### Records provided
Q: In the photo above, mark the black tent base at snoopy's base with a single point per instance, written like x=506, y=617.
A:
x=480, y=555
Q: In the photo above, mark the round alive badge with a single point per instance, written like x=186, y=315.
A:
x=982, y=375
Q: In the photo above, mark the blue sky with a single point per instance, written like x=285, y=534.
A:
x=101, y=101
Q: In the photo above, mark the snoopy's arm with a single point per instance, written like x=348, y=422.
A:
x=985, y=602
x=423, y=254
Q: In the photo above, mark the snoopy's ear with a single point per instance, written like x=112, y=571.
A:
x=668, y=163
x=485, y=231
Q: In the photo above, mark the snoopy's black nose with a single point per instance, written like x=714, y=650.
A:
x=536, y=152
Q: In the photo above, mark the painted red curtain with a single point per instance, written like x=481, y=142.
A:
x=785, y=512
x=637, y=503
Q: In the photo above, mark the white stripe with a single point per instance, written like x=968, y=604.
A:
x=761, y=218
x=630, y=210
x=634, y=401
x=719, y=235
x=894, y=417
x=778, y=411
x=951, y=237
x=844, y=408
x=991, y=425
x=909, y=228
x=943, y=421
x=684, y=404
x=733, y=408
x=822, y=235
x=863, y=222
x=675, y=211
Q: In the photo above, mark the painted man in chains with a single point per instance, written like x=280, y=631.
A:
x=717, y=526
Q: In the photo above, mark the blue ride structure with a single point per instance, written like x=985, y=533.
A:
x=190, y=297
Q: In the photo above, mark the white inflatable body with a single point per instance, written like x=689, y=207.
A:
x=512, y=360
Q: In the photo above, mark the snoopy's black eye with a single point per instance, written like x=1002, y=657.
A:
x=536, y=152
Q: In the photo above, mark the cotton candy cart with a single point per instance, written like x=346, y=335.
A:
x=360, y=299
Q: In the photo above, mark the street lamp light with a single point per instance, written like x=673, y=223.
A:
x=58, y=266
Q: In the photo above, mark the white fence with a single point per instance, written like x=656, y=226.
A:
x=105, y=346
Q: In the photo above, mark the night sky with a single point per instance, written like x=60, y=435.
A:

### What to do
Copy the whole listing above word for word, leaving out no line.

### Result
Q: In the photo above, mark the black tent base at snoopy's base with a single point per instance, written like x=506, y=617.
A:
x=480, y=555
Q: In the photo above, mark the round alive badge with a single point per instance, written like x=186, y=315.
A:
x=982, y=375
Q: In the photo above, mark the blue sky with a single point per instance, written like x=285, y=534.
A:
x=101, y=101
Q: In the photo above, mark the snoopy's arm with a single point per instance, written like x=348, y=422.
A:
x=985, y=602
x=423, y=254
Q: In the photo above, mark the snoopy's ear with a single point per instance, written like x=112, y=571.
A:
x=668, y=163
x=485, y=231
Q: In the photo above, mark the snoopy's black nose with a single point per instance, written like x=714, y=650.
A:
x=536, y=152
Q: In the photo above, mark the painted red curtain with a single point per instance, written like x=481, y=142.
A:
x=785, y=512
x=637, y=503
Q: In the photo above, mark the white stripe with a single point per instance, written like x=968, y=604.
A:
x=761, y=218
x=630, y=210
x=634, y=401
x=719, y=235
x=894, y=417
x=778, y=411
x=951, y=237
x=844, y=408
x=991, y=425
x=909, y=228
x=943, y=421
x=684, y=404
x=733, y=408
x=822, y=235
x=863, y=222
x=675, y=211
Q: In the photo above, mark the painted man in chains with a single point per instance, written like x=280, y=631.
A:
x=717, y=526
Q: In the photo above, mark the blue ride structure with a single point per instance, written like x=985, y=533.
A:
x=190, y=297
Q: In the photo above, mark the white inflatable body with a single point per instance, written like x=689, y=207.
A:
x=512, y=360
Q: In the photo above, mark the snoopy's black eye with a single point per instance, written like x=1002, y=657.
A:
x=536, y=152
Q: In the photo above, mark the cotton candy cart with a single point per instance, written like x=346, y=335.
A:
x=360, y=299
Q: In the photo above, mark the street lamp light with a single point per instance, written like x=673, y=223.
A:
x=58, y=266
Q: In the photo above, mark the white fence with a single point per instance, written like x=656, y=226.
A:
x=105, y=346
Q: In the photo above, mark the night sky with a single point per instance, written like x=60, y=435.
A:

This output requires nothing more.